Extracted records
§
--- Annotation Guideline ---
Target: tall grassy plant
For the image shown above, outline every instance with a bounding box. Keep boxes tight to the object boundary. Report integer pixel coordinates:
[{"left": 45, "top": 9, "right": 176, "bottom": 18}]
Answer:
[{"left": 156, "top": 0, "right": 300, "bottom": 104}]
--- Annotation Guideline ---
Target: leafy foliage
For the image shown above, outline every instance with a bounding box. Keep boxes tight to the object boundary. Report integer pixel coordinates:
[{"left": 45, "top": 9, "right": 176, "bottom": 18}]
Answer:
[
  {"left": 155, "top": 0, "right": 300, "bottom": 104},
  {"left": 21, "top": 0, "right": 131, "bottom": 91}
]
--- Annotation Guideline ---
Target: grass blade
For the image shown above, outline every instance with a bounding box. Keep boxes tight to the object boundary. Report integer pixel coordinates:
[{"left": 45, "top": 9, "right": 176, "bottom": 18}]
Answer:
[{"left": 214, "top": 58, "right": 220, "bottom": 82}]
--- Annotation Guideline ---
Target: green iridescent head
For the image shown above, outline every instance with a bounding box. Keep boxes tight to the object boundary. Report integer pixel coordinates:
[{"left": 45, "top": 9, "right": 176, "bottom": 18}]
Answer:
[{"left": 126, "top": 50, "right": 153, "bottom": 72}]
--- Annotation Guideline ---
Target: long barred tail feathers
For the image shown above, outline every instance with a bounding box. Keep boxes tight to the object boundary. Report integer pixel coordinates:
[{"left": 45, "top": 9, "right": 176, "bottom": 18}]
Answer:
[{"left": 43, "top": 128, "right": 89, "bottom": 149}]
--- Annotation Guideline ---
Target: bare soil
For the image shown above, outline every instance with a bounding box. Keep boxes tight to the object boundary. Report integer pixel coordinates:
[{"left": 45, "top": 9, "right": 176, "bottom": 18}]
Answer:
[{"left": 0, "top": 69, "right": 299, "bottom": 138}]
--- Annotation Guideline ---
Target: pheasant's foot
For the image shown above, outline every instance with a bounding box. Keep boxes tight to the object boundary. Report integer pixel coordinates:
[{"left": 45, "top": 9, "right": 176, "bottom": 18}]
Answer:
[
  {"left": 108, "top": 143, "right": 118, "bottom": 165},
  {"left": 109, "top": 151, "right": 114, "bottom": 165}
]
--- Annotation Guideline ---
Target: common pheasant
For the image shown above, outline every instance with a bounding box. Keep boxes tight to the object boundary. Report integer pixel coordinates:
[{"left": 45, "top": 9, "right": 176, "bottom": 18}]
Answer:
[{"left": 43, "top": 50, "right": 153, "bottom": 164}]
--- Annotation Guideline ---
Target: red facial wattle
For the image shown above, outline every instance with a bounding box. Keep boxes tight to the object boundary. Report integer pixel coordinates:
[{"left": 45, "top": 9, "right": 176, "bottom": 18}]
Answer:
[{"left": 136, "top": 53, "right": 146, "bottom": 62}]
§
● **Requirement**
Look through the records and copy every line that has the word "pheasant".

● **Answer area**
Target: pheasant's foot
Target: common pheasant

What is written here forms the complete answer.